PROBLEM STATEMENT> Print the entries in full, word for word, but not the pictures.

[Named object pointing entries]
══════════════════════════════

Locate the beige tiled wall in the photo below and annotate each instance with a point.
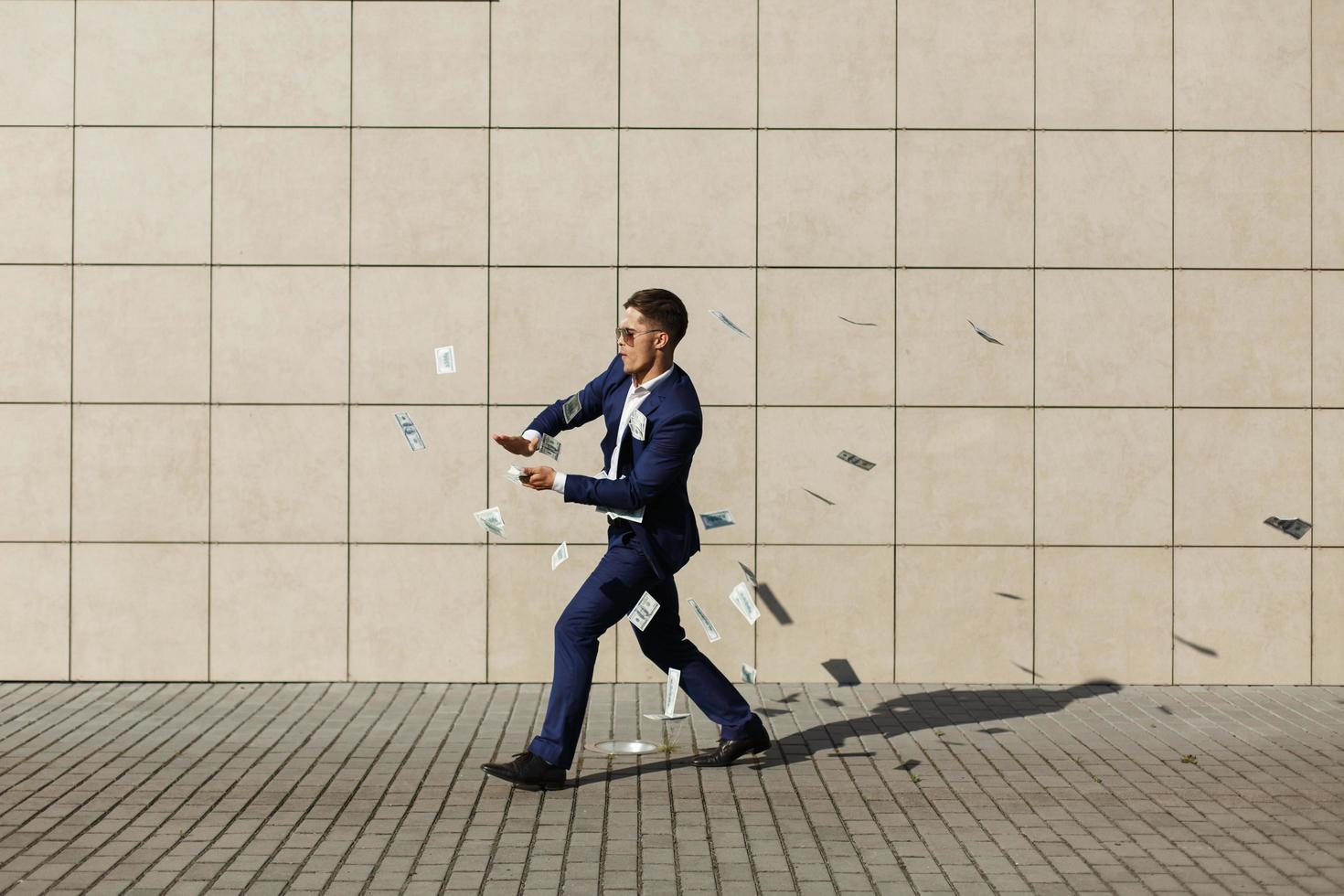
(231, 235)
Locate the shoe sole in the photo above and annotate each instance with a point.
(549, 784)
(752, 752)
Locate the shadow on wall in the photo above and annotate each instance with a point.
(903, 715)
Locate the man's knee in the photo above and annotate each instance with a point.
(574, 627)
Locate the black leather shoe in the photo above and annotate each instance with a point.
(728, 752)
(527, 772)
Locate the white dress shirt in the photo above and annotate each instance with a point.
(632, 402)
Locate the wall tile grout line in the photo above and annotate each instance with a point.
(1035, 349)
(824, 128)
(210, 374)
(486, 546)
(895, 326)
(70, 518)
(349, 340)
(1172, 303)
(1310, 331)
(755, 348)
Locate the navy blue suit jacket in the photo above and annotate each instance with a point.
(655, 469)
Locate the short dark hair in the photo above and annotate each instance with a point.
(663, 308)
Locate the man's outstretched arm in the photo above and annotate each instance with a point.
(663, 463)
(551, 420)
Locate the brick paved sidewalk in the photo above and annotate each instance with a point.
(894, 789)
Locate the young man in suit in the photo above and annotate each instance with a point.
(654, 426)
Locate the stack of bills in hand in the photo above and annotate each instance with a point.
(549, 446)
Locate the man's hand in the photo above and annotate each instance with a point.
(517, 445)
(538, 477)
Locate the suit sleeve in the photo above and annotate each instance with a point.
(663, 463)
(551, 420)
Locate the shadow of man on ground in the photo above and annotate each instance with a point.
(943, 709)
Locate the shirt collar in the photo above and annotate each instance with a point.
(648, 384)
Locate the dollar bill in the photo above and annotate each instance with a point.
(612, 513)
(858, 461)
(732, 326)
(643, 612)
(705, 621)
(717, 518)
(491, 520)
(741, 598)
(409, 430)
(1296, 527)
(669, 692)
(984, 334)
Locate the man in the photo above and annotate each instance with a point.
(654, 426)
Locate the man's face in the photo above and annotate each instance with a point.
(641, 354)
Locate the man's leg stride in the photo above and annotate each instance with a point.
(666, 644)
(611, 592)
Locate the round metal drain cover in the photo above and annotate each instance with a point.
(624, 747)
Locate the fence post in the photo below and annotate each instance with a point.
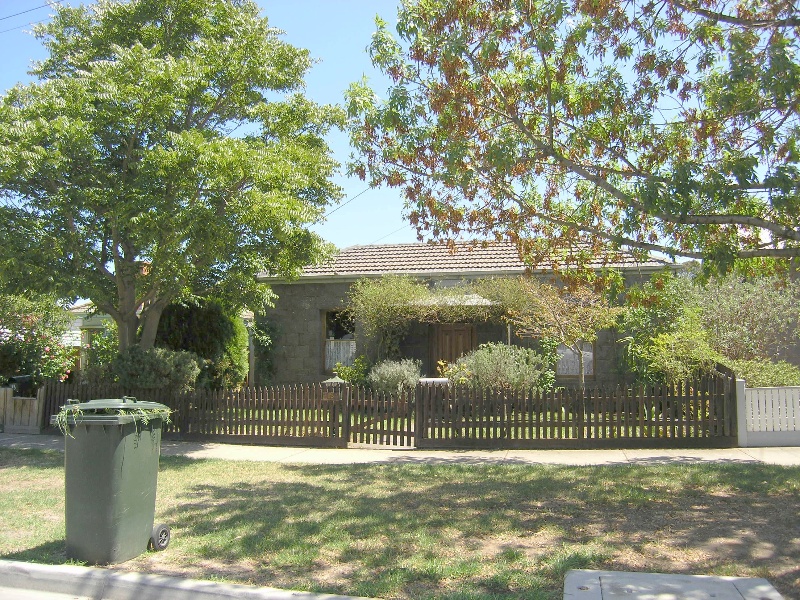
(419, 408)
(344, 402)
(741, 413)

══════════════════════════════

RESULT FOR THIS EXERCISE>
Locate the beige tiled wall in the photo below and annotate each instance with a point.
(231, 235)
Locate the shoe sole in the photo above and annotate each instance with a point.
(549, 784)
(752, 752)
Locate the shadow on wall in the photo above and annotate each instance with a point.
(903, 715)
Locate the man's knee in the photo above and annotate each instance with a point.
(574, 627)
Locate the black leather shoe in the photo above and annotate each instance with a point.
(728, 752)
(527, 772)
Locate the white dress shirt in the photo above and annotate each instance with a point.
(632, 402)
Locate the wall tile grout line in the photo above and annotate each instance with a point.
(1035, 349)
(824, 128)
(210, 374)
(486, 546)
(895, 326)
(70, 518)
(349, 340)
(1172, 303)
(1310, 331)
(755, 348)
Locate the navy blue suit jacket in the photo above and annotate each instance with a point.
(655, 469)
Locate the short dark hair in the photo above and annotate each instance with a point.
(663, 308)
Locate the man's outstretched arm in the photo above and annotate each instance with a point.
(663, 463)
(551, 420)
Locate the brick paved sidewalk in the photo above and annotate each instance with a point.
(894, 789)
Locate the young man in suit in the photo above and annotate each instance with a point.
(654, 426)
Locate the stack of bills in hand in the photo above and annotate each instance with a point.
(549, 446)
Locate the man's hand in the photo above and annotate each instance with a point.
(517, 445)
(538, 477)
Locate the suit sleeve in the photo above and annotate each instance with a point.
(663, 463)
(551, 420)
Locate the shadow of man on ground in the photo above and annotate each instance with a point.
(943, 709)
Locate the shirt collar in the photo above and annotate each instance with a point.
(648, 384)
Locate the dollar bill in the photo above and annotate each instance with a point.
(612, 513)
(858, 461)
(732, 326)
(643, 612)
(705, 621)
(717, 518)
(491, 520)
(741, 598)
(409, 430)
(1296, 527)
(669, 692)
(984, 334)
Locate the man in the photo above and annotate each instance with a point.
(654, 426)
Locate the man's face in the photo above and annotate each instance with a point.
(641, 354)
Locate the man's leg stride in the photo above and annotate each instance with a point.
(666, 644)
(611, 592)
Locate the round metal drain cover in the photo above and annotate each instance with a point.
(624, 747)
Locate the fence post in the photo below and annotate each instance with a point.
(419, 408)
(344, 402)
(741, 413)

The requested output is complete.